AUFGABE
Greifen Sie bitte den folgenden Bericht über Andrea Seibts Stoffgeschäft in Kamenz auf und schreiben Sie ihn im Anschluss an seinen letzten Satz weiter.

VORLIEGENDER TEXT
══════════════════════════════
Kamenz. Stoffe über Stoffe. Hunderte, vielleicht sind es sogar mehr als 1.000. Andrea Seibt steht inmitten ihrer bunten Pracht und kann es immer noch nicht richtig fassen: Dieser riesige Laden ist ihr neues Reich, und sie freut sich auf jeden Tag, der jetzt folgt. Mit dem 1. Juni öffneten sich erstmals die Türen ihres Geschäftes an der Rosa-Luxemburg-Straße in der Kamenzer Altstadt. Hier gibt es auf jeden Fall einen nicht zu unterschätzenden Luxus: Viel Platz!
Mit ihrem Handarbeitsmode-Label "Ellenlang" ist die 40-Jährige bereits seit sechs Jahren in der Lessingstadt präsent. Und das mit Erfolg. Auch in Hoyerswerda probierte sie es einige Zeit mit einer Filiale. Doch die schloss Andrea Seibt letztes Jahr, als Corona vieles lahmlegte. "Da ich fast zeitgleich auch noch zum vierten Mal Mutter geworden bin, stand schnell fest, dass ich mich künftig auf den Standort Kamenz beschränke und dafür lieber hier meine Kräfte bündele", erzählt sie.
══════════════════════════════
DATENAUSZÜGE
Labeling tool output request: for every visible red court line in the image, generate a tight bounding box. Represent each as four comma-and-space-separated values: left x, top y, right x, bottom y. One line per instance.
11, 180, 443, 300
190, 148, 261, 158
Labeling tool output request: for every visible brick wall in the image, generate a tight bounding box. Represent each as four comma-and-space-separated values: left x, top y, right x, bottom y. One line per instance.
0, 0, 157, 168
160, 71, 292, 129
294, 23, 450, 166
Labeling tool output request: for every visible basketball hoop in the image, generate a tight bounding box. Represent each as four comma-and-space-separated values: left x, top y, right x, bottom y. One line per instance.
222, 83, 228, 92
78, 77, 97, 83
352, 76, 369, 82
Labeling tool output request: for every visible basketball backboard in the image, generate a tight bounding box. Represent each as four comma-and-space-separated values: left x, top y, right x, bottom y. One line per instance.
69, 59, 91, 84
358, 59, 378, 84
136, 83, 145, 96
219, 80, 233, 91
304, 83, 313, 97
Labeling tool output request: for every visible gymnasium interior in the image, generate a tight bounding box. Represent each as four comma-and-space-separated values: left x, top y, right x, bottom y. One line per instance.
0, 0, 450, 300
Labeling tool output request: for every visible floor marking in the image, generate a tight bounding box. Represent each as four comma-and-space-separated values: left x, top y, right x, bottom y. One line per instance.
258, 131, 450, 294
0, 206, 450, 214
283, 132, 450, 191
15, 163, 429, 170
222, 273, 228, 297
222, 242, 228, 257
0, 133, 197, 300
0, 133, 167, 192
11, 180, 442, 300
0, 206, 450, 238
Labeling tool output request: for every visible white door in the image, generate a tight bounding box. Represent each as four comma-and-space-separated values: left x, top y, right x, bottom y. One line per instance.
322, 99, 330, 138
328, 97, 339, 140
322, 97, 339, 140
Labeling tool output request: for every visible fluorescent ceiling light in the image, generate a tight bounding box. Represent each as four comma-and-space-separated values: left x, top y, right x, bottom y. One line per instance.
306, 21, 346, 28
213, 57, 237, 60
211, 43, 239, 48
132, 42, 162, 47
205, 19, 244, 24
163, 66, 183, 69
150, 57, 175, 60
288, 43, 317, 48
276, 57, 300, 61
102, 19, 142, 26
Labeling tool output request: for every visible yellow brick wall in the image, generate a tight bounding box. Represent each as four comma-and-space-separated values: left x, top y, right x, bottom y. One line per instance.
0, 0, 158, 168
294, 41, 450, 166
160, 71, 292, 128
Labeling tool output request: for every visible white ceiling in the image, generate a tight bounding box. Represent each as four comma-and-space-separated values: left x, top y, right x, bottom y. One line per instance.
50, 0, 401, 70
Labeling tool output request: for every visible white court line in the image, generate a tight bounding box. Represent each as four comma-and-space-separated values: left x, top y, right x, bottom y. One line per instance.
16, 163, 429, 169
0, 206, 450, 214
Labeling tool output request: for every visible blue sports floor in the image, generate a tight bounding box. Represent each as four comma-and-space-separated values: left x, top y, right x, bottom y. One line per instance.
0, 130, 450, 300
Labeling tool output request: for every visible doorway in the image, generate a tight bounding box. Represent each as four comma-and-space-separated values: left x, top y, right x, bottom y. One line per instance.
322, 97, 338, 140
══════════════════════════════
ANTWORT
Stadtwerkstatt zog ein paar Häuser weiter
An diesem Vormittag jauchzt es aus dem Kinderwagen. Nesthäkchen Ronja ist immer dabei. Erst in ein paar Monaten wird sie in die Krippe gehen. Bis dahin kommt sie mit auf Muttis Arbeit. Die Bedingungen sind perfekt. Als Andrea Seibt sich bereits vor Monaten für die Räume an der Rosa-Luxemburg-Straße interessierte, war sie gleich schwer begeistert. "Es sind einfach optimale Bedingungen auf zwei Ebenen. Ich verdreifache meine bisherige Fläche sozusagen. Dadurch kann ich neue Ideen umsetzen und alte ausbauen", sagt sie.
Eigentlich hatte aber bis zum Frühjahr noch die Kamenzer Stadtwerkstatt ihr Domizil in den Räumen. "Es war aber immer klar, dass der Verein sich anderweitig orientiert, wenn es ernsthafte gewerbliche Interessenten für das Objekt gibt", sagt Citymanagerin Anne Hasselbach dazu. Gemeinsam suchte man eine Alternative für den Verein - und fand sie gleich ein paar Meter weiter auf der anderen Straßenseite.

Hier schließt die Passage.